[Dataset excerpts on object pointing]
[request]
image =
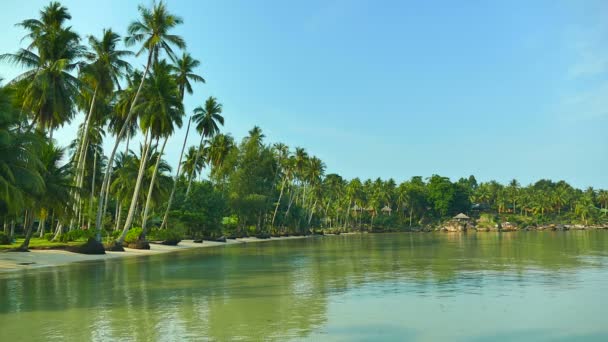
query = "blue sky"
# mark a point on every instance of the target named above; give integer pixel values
(498, 89)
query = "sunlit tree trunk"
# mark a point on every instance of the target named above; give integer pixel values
(92, 197)
(117, 226)
(29, 230)
(179, 165)
(42, 224)
(122, 132)
(198, 154)
(140, 176)
(276, 208)
(150, 190)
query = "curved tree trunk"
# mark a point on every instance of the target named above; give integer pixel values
(41, 225)
(140, 176)
(29, 224)
(179, 165)
(198, 154)
(150, 189)
(92, 197)
(276, 208)
(122, 132)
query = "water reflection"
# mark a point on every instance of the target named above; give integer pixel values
(291, 288)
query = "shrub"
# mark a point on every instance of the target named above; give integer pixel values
(92, 246)
(78, 234)
(4, 239)
(167, 236)
(133, 235)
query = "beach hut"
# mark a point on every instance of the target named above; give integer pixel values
(387, 210)
(461, 217)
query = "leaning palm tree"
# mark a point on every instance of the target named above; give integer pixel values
(152, 30)
(207, 119)
(162, 111)
(48, 88)
(184, 74)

Work to complete:
Repeat each record exactly as shown above, dropping all images.

Written answer:
[request]
image =
query = "blue sky"
# mark a point on every instance of the target named above; give integer pixel values
(498, 89)
query = "sunlit tree trunk"
# mark a point on every instance of the target named above; give integer pixel values
(92, 197)
(117, 226)
(29, 230)
(179, 165)
(42, 224)
(122, 132)
(198, 154)
(140, 176)
(276, 208)
(150, 190)
query = "curved tree trunk"
# mark a point on every instance of the target named above; give integer pixel values
(41, 225)
(140, 176)
(29, 224)
(179, 165)
(198, 154)
(150, 189)
(92, 197)
(276, 208)
(122, 132)
query = "water reflection"
# mark a point on every instance of the target named above; give integer pixel values
(291, 288)
query = "shrub"
# mark a point on every instance of the target named above; give integer pixel values
(92, 246)
(78, 234)
(4, 239)
(167, 236)
(133, 235)
query = "beach hut"
# mark a point on every instance of the target named above; give integer pixel values
(387, 210)
(461, 217)
query = "leaning palm tree"
# mark a point on every instance of the target named above; give integer pixel values
(152, 30)
(207, 119)
(162, 111)
(48, 88)
(184, 74)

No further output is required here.